- **Stored data**
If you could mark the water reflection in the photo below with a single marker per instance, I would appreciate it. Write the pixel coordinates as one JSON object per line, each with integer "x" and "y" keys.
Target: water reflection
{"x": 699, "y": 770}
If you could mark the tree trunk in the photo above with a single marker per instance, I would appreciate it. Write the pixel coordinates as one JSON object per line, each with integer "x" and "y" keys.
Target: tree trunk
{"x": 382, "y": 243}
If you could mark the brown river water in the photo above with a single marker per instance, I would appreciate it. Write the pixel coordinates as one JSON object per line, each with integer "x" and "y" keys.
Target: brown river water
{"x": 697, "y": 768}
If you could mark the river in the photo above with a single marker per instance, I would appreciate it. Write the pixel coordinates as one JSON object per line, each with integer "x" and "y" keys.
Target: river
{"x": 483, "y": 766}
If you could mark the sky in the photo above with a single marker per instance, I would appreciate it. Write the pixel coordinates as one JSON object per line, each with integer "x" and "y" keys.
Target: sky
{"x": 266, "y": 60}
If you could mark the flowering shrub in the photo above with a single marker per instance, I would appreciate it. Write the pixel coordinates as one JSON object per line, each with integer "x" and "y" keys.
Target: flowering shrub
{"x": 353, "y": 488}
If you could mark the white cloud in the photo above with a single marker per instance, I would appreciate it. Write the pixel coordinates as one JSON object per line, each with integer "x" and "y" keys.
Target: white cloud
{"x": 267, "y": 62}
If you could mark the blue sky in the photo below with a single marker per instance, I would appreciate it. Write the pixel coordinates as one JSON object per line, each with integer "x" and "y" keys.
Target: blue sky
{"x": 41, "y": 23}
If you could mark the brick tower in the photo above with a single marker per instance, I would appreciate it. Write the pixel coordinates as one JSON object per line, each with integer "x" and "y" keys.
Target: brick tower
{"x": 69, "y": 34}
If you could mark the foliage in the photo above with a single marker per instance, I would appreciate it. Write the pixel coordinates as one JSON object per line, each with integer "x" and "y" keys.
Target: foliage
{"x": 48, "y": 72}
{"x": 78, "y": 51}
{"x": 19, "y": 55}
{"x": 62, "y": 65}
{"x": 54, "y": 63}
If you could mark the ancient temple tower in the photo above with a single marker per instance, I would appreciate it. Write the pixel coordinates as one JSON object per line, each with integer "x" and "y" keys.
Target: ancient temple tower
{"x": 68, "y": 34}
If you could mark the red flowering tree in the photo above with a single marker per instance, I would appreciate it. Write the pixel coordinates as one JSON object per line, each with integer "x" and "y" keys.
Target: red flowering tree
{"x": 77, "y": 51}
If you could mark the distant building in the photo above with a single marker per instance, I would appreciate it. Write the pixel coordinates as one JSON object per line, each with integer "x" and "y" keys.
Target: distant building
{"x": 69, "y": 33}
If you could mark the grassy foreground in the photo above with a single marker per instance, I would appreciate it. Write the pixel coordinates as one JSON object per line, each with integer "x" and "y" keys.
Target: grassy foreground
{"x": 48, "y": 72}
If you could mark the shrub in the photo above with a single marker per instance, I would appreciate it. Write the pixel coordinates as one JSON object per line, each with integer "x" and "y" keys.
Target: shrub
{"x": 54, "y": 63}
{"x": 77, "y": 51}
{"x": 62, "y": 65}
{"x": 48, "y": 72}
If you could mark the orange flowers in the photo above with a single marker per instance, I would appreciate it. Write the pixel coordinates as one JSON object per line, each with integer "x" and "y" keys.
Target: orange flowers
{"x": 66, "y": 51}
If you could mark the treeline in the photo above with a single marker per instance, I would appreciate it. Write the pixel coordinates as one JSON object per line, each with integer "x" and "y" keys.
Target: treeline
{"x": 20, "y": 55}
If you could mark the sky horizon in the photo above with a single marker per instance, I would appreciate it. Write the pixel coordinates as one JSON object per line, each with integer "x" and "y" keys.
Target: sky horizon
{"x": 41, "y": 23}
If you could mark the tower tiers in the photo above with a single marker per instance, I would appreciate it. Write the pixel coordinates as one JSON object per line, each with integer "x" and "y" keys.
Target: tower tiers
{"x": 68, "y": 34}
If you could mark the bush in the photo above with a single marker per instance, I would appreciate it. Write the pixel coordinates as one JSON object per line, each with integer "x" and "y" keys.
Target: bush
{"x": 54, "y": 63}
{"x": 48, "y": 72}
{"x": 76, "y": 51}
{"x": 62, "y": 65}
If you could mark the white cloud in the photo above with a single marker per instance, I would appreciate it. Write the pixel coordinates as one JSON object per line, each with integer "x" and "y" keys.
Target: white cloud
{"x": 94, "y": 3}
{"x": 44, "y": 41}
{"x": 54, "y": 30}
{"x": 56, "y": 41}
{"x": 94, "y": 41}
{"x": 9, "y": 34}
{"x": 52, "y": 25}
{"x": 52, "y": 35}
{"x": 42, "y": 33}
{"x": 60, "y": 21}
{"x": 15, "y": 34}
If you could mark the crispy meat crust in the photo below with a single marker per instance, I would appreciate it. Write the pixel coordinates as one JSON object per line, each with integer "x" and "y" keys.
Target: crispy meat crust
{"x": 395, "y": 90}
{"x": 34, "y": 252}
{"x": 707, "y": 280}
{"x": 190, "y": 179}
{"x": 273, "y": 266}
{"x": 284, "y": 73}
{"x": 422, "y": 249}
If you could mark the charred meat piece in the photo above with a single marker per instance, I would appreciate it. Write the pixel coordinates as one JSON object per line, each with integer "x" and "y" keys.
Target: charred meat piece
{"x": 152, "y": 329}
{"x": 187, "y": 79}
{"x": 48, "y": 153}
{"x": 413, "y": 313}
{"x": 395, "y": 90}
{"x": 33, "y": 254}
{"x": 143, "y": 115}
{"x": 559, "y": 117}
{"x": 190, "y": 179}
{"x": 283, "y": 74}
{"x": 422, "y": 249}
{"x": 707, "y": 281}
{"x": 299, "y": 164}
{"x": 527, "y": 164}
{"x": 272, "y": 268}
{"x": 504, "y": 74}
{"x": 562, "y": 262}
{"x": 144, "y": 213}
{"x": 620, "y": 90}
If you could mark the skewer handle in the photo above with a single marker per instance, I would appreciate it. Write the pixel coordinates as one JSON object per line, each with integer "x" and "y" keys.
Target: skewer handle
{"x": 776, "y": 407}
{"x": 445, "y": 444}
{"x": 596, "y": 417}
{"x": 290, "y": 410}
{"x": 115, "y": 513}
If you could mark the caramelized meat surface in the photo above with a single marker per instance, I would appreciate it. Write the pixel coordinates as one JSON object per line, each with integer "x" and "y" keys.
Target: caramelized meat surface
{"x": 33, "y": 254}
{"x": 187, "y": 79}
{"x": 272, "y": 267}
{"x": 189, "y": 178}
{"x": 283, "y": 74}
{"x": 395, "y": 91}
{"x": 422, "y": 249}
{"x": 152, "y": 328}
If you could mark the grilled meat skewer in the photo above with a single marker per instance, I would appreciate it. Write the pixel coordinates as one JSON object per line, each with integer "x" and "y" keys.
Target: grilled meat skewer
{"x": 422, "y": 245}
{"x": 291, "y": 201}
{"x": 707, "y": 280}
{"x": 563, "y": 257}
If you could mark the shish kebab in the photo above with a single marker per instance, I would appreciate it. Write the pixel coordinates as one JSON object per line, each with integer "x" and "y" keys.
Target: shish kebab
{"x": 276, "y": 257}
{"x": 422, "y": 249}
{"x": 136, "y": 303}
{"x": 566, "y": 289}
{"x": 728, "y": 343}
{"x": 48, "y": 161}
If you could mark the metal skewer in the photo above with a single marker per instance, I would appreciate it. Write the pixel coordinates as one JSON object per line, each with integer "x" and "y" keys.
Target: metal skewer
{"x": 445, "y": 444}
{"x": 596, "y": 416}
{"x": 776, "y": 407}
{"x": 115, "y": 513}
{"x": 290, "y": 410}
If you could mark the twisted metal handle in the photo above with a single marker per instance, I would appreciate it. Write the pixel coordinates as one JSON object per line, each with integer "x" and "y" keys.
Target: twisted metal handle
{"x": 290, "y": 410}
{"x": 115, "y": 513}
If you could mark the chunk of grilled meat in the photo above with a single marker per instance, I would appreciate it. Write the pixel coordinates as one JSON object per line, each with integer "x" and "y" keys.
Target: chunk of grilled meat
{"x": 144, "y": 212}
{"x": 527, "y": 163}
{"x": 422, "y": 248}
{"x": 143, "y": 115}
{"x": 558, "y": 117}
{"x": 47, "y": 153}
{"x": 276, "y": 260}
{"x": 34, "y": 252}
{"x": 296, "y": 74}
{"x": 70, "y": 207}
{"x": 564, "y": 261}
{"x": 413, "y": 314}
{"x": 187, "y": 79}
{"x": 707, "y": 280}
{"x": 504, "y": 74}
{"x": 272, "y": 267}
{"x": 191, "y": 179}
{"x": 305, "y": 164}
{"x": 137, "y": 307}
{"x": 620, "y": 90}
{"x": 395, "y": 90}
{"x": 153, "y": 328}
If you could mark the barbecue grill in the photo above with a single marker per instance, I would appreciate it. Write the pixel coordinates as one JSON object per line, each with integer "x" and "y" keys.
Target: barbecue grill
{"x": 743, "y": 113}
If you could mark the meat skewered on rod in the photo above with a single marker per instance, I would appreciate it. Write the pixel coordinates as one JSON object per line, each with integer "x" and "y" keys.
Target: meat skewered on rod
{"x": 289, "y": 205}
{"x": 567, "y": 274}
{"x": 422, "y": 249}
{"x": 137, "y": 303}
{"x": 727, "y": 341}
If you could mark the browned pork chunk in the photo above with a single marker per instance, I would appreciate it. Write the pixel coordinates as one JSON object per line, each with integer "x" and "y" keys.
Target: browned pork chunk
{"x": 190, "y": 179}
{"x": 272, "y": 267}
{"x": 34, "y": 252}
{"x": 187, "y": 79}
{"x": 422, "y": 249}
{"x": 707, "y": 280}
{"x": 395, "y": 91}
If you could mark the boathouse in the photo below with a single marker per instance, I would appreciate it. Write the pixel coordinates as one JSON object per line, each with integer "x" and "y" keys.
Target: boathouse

- **Objective**
Locate the line that contains "If you could mark the browned". Repeat it and every line after it, up to and including the final line, exactly.

- **The answer**
If you could mark the browned pork chunk in the photo above with a single marker per instance, I would appreciate it. Write the pixel coordinates as one JSON object per line, each with integer "x" and "y" keys.
Target: browned pork chunk
{"x": 190, "y": 179}
{"x": 272, "y": 267}
{"x": 34, "y": 252}
{"x": 187, "y": 79}
{"x": 422, "y": 249}
{"x": 707, "y": 280}
{"x": 395, "y": 91}
If you could mark the boathouse in the photo below with a single marker per instance, I would appreciate it. Write the pixel coordinates as one JSON object per line, each with integer "x" and "y" keys.
Target: boathouse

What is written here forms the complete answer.